> Exercise instructions
Write out exactly the lines of the entries below from the one holding "Task: identify the kitchen peninsula" to the one holding "Task: identify the stainless steel oven", inclusive, and leave out all other lines.

> Entries provided
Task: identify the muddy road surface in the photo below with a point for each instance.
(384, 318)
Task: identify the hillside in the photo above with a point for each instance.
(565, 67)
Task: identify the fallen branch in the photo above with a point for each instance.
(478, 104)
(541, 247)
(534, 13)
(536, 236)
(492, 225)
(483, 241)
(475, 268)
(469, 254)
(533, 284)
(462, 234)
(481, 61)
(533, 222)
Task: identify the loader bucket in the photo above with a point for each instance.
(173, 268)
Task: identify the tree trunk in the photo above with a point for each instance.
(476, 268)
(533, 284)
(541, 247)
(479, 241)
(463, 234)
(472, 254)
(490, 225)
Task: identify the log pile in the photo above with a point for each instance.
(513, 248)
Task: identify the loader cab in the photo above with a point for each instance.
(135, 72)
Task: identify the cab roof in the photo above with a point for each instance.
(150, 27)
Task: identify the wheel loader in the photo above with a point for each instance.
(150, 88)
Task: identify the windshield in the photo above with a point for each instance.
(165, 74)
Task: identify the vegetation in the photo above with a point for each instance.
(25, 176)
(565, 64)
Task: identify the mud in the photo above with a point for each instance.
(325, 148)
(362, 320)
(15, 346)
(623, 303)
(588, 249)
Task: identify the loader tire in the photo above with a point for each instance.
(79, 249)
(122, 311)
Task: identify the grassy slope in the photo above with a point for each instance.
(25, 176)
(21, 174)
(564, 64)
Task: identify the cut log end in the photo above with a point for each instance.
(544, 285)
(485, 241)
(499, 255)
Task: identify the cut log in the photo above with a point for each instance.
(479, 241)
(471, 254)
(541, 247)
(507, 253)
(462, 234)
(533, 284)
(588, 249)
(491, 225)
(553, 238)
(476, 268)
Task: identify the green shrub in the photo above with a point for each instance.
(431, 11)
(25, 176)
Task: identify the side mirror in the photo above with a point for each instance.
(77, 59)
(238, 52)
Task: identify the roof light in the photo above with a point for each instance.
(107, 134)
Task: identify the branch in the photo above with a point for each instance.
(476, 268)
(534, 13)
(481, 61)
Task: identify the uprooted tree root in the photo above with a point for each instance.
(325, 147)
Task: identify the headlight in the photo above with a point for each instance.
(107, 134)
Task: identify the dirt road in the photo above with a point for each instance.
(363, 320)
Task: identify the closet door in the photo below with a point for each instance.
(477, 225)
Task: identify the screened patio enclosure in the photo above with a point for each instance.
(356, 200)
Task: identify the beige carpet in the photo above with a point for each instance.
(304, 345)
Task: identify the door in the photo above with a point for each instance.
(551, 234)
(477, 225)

...

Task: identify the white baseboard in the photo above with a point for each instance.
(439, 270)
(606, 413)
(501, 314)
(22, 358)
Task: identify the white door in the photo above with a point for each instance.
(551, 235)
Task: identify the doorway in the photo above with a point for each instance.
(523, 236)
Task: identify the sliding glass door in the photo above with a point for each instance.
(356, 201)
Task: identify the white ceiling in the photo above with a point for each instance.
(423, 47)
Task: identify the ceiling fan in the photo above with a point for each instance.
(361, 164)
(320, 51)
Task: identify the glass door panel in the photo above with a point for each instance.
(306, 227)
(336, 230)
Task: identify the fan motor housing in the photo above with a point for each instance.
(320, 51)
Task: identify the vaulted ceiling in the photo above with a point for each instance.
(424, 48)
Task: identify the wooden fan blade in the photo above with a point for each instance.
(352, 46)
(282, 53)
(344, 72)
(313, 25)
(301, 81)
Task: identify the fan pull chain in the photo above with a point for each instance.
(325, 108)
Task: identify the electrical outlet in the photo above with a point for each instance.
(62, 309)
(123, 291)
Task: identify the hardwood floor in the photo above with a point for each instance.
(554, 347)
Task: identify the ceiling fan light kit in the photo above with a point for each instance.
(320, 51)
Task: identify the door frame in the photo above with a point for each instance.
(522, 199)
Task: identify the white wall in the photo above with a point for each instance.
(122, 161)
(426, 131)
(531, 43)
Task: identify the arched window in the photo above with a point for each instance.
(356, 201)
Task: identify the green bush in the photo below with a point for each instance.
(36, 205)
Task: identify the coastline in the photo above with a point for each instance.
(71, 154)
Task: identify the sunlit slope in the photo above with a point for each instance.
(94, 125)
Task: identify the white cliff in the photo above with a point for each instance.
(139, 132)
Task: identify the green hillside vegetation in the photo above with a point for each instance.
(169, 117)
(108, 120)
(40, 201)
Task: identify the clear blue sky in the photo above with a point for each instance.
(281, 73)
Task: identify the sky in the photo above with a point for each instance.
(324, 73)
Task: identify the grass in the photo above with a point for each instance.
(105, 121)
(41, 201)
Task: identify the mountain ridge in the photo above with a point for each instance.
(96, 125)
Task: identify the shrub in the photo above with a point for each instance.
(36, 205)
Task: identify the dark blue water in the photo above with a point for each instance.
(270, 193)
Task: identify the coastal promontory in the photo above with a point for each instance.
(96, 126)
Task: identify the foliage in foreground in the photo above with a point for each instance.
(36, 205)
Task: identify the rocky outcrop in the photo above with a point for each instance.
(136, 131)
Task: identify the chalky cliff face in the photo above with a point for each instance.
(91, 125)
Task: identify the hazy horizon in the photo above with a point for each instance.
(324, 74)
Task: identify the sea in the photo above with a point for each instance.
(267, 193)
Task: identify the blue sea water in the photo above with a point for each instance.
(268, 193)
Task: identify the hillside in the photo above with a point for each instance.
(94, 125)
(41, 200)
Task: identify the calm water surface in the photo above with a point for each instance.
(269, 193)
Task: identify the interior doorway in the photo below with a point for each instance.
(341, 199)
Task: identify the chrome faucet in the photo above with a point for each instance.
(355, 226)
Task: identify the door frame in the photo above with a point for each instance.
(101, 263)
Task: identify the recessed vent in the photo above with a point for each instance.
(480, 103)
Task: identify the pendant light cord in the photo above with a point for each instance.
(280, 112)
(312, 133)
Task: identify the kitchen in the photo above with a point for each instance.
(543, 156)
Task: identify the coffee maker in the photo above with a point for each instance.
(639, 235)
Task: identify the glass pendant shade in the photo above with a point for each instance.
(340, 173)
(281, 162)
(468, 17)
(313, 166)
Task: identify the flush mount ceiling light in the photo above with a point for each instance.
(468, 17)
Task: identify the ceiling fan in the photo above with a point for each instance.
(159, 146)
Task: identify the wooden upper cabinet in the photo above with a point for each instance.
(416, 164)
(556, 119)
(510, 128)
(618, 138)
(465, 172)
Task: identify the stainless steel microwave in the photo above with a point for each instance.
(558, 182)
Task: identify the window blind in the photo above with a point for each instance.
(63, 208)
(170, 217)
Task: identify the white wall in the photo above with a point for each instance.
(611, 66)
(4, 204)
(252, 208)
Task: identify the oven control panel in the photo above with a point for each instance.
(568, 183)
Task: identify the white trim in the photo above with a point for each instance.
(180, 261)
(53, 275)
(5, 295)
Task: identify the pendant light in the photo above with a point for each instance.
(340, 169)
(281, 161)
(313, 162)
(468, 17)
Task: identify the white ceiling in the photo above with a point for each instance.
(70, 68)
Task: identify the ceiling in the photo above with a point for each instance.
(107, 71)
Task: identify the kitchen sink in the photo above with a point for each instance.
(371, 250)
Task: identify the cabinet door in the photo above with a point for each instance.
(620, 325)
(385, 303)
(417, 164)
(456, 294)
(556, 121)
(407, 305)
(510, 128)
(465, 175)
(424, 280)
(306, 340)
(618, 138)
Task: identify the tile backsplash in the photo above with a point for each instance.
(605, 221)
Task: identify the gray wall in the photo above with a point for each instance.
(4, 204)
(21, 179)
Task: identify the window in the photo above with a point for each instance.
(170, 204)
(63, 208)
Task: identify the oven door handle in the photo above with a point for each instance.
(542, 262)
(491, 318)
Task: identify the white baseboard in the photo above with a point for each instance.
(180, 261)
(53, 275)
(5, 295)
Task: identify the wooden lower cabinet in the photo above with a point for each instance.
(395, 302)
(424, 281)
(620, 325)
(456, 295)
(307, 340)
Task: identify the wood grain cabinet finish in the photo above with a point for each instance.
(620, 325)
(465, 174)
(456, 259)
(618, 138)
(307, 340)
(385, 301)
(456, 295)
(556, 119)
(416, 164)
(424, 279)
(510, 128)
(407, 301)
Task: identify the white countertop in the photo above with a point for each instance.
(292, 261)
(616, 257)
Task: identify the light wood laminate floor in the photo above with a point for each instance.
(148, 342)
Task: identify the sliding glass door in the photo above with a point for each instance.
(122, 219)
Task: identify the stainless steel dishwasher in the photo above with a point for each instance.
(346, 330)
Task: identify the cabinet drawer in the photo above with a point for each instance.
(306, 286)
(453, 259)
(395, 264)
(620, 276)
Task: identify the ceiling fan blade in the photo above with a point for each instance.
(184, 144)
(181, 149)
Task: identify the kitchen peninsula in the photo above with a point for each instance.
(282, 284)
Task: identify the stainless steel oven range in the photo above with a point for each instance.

==

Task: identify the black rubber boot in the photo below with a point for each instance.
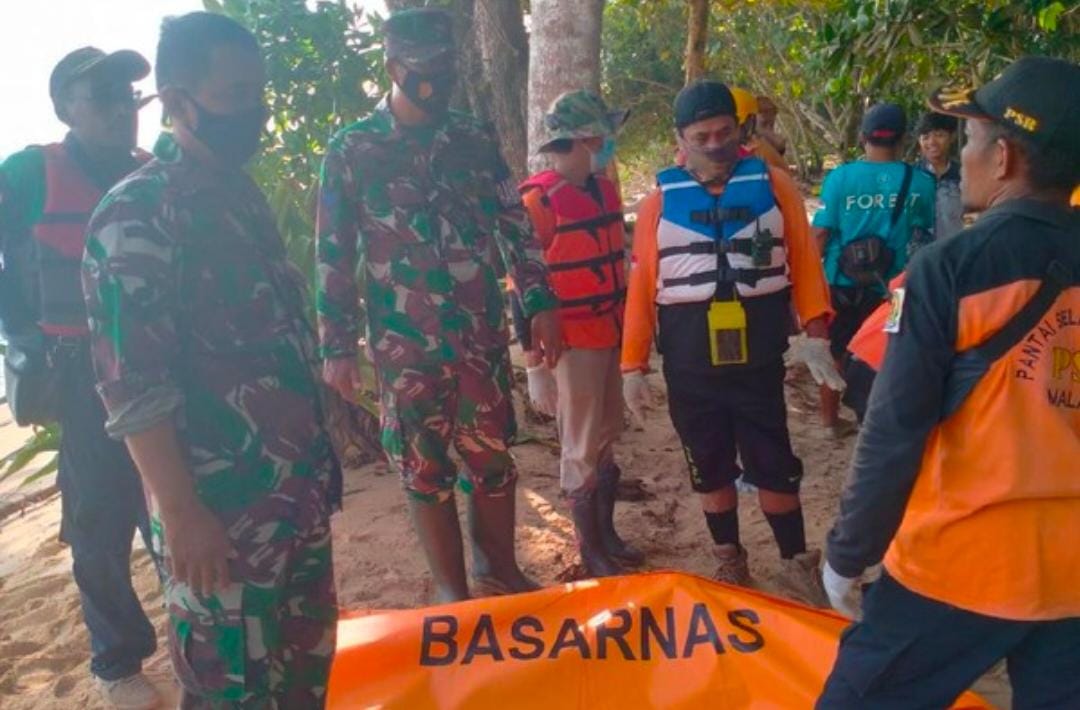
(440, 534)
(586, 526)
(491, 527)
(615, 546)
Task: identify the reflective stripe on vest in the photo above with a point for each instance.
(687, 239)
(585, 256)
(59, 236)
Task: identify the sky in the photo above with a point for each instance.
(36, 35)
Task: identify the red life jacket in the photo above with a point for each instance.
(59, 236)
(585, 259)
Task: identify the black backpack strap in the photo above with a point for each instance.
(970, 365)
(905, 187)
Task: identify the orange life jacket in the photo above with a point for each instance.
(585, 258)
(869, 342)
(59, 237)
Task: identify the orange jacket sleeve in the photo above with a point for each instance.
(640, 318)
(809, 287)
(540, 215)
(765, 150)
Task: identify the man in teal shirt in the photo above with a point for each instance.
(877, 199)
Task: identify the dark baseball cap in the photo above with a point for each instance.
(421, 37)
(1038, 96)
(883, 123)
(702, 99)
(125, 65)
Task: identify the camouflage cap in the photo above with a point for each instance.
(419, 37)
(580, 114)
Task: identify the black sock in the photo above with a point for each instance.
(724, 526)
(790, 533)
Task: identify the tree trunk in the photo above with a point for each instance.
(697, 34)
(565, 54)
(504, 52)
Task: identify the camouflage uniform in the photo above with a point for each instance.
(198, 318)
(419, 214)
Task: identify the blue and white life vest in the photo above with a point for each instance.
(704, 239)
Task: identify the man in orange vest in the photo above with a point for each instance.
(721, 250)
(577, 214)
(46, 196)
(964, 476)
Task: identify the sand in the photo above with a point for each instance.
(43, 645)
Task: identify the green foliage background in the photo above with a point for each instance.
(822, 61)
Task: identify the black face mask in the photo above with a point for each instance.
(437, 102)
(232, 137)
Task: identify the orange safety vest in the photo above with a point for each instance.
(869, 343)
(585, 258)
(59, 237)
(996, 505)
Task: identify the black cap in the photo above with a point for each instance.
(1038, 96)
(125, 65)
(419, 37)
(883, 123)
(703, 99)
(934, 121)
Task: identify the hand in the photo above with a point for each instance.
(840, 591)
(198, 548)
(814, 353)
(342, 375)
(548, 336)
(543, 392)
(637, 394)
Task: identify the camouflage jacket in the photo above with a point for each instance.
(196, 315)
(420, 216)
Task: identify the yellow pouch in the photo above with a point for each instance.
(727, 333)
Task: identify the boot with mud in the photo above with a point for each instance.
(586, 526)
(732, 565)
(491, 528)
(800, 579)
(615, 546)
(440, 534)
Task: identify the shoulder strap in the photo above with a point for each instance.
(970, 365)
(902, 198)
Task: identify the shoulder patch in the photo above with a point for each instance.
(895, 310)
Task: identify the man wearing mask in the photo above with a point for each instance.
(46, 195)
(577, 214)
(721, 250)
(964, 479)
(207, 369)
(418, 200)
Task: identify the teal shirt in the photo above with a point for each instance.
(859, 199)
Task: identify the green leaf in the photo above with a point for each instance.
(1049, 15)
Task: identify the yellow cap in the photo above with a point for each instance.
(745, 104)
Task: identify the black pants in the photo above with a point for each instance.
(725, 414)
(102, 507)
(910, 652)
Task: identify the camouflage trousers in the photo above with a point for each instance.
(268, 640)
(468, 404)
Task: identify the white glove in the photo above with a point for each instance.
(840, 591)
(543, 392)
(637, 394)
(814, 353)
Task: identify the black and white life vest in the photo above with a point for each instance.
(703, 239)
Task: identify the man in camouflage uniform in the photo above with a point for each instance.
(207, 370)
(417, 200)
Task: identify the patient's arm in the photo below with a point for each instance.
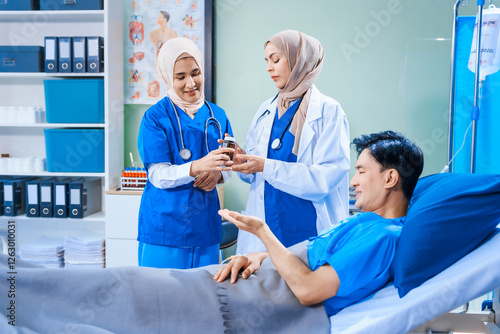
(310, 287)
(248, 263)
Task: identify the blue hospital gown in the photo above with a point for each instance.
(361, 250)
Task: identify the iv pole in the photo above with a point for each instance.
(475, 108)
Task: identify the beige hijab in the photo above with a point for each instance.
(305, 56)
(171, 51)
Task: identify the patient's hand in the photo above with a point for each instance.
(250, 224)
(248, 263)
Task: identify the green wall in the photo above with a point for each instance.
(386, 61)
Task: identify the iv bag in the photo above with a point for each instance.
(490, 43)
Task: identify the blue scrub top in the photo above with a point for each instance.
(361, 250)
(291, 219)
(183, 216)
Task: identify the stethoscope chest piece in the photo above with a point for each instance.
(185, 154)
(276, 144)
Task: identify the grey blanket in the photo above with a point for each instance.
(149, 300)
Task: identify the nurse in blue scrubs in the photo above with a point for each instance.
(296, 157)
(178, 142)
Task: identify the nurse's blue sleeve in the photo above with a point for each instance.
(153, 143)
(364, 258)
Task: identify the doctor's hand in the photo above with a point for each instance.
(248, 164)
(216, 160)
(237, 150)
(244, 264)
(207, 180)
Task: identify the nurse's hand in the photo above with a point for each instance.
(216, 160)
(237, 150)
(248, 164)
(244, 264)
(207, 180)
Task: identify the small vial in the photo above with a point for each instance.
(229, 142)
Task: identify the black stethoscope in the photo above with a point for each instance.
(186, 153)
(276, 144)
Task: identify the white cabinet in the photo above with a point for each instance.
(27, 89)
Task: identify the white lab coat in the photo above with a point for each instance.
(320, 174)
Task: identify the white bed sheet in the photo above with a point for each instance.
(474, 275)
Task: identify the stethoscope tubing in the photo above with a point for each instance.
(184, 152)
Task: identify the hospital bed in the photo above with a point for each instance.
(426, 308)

> Solution for this problem
Task: identify the kitchen peninsula in the photo above with a point for each instance.
(282, 284)
Task: identify the stainless steel oven range in the photo above with a point for each instance.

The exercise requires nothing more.